++++ DOCUMENT SEGMENT

While cardboard can work very well in other parts of the garden, if you're looking to lay down some gravel this year, you'll want to reconsider that as the under layer. Instead, consider landscape fabric or other solutions for a weed-free and lower-maintenance gravel walkway.
Decomposing cardboard makes an unstable base for gravel
While cardboard has been touted as a premiere weed killer, the material's second major gardening trait makes it untenable in a gravel adjacent capacity. One of the key reasons why cardboard is recommended for gardeners is because it is biodegradable. Over time, cardboard effectively disappears into the earth, allowing plants and bugs to feast on its organic properties. This is a major plus in a garden bed, which needs room for large root systems to take hold, but doesn't quite work for a long-term ground cover like gravel. Placing gravel above a cardboard base could cause pebbles to destabilize and compact with time, eventually shifting and eroding into the soil. Gravel needs a base to both control weed growth and prevent the sub-base layer or gravel layer from mixing into and compacting with the soil beneath. Essentially because cardboard will decompose, unevenly, within a few months, it's as if you never set down a base layer at all.
For this reason, most professional landscapers will tell you to utilize landscape fabric when combating weeds, especially when placing gravel. This might still require some hands-on maintenance over the course of several years, but it will definitely provide more long-term stability than cardboard, and it won't decompose back into the soil. Landscape fabric — like the Vevor heavy duty weed fabric barrier — typically costs more than a standard cardboard box, but will save you time and money in the long run as it keeps the gravel stable and separate from soil and weeds underneath.
Cardboard works great elsewhere in the garden
There are definitely garden situations where cardboard works as a weed-preventing base. Particularly when you're laying down biodegradable mulch in your yard or garden. The layer of cardboard helps prevent any pesky plants from pushing through and can kill of unwanted grasses also if you're upgrading a grass-free garden space. There are also many reasons why you should add cardboard to your raised garden beds, for instance. Unlike plastic sheeting or synthetic weed mats, cardboard contains organic matter that worms love and can add to the soil content. Be aware there is the risk of chemical treatments — particularly with corrugated cardboard — leaching into your soil. Also cardboard itself doesn't really add significant nutrients, and layered too thickly can inhibit oxygen and moisture movement through the soil.
While cardboard works under an organic mulch, you definitely don't want it under gravel, whether it's a trafficked area or simply decorative. Another way to think about this is picturing what happens when it rains. Gravel doesn't trap moisture but rather lets it drain right through. So now you've got a seriously soggy underneath a layer you're hoping will stay put. There's literally no benefit to breaking up those boxes when you're laying down gravel.

++++++++

WRITTEN TASK 1 →
Duplicate part of the records below, starting at the line that has "Spot ceiling light fixture in this frame." and stopping after the line that has "195 232 502 427".

++++ RECORDED DATA

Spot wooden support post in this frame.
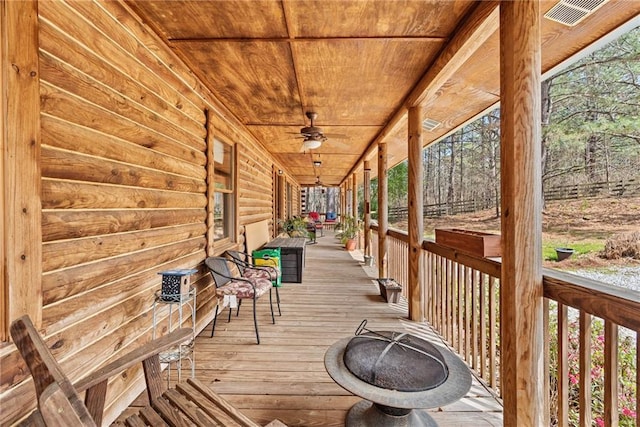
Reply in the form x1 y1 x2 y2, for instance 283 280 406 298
0 1 42 334
338 184 347 222
274 174 288 222
407 106 424 321
500 0 549 427
363 160 371 256
204 109 215 256
351 173 358 221
376 142 389 278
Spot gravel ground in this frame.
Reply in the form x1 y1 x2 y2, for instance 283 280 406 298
569 267 640 291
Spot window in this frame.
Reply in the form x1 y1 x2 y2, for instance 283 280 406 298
213 139 235 242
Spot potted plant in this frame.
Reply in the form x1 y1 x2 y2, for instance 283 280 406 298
340 216 362 251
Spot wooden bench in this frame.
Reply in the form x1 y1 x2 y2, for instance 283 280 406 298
11 316 284 427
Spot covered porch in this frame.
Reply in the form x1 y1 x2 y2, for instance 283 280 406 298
161 231 502 427
0 0 640 426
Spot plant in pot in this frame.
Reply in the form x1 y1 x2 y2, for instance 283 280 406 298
340 216 362 251
280 216 307 237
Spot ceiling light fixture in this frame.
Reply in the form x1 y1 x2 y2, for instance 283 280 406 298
302 136 322 150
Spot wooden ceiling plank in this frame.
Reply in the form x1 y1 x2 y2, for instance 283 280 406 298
345 1 500 184
406 1 500 107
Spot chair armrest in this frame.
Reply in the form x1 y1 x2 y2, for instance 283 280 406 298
74 328 193 392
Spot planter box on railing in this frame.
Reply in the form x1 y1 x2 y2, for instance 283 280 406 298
436 228 502 257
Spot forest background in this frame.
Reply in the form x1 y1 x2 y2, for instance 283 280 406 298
307 28 640 267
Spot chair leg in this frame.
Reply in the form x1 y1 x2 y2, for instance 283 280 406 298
275 286 282 316
211 304 219 337
253 296 260 344
269 286 276 325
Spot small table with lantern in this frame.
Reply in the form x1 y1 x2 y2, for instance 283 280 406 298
153 269 198 384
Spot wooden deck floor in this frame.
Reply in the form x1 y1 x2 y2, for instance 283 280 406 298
195 232 502 427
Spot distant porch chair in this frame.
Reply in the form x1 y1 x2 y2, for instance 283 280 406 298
205 257 276 344
309 212 324 236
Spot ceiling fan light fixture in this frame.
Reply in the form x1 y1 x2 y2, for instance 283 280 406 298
302 138 322 150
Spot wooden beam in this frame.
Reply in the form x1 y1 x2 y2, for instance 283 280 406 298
500 0 549 427
407 106 424 321
349 0 500 179
205 109 215 256
376 142 389 278
405 1 500 107
363 160 371 256
0 0 42 334
351 173 358 221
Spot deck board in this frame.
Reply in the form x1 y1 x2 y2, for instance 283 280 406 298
190 231 502 427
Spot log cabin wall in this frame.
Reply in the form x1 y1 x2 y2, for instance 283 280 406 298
0 1 290 425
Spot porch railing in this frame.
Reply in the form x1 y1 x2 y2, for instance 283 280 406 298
372 226 640 426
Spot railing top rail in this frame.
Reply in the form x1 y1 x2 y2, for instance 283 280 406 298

++++++++

WRITTEN TASK 2 →
From the article on cardboard and gravel, set down the passage that starts at the words "While cardboard can" and stops after the words "lower-maintenance gravel walkway.".

WORKED SOLUTION 1 →
Spot ceiling light fixture in this frame.
Reply in the form x1 y1 x2 y2, for instance 283 280 406 298
302 136 322 150
Spot wooden ceiling plank in this frame.
Reply in the form x1 y1 x2 y2, for instance 283 280 406 298
345 1 500 184
406 1 500 107
Spot chair armrest in this frame.
Reply in the form x1 y1 x2 y2, for instance 283 280 406 298
74 328 193 392
Spot planter box on railing in this frame.
Reply in the form x1 y1 x2 y2, for instance 283 280 406 298
436 228 502 257
Spot forest background in this frame.
Reply in the form x1 y1 x2 y2, for instance 283 280 406 298
307 28 640 267
Spot chair leg in this frame.
Reply in the form x1 y1 x2 y2, for instance 283 280 406 298
275 286 282 316
211 304 219 337
253 296 260 344
269 286 276 325
Spot small table with lantern in this frame.
Reply in the form x1 y1 x2 y2, for instance 283 280 406 298
153 269 198 384
Spot wooden deck floor in this frame.
Reply in the form x1 y1 x2 y2, for instance 283 280 406 298
195 232 502 427

WORKED SOLUTION 2 →
While cardboard can work very well in other parts of the garden, if you're looking to lay down some gravel this year, you'll want to reconsider that as the under layer. Instead, consider landscape fabric or other solutions for a weed-free and lower-maintenance gravel walkway.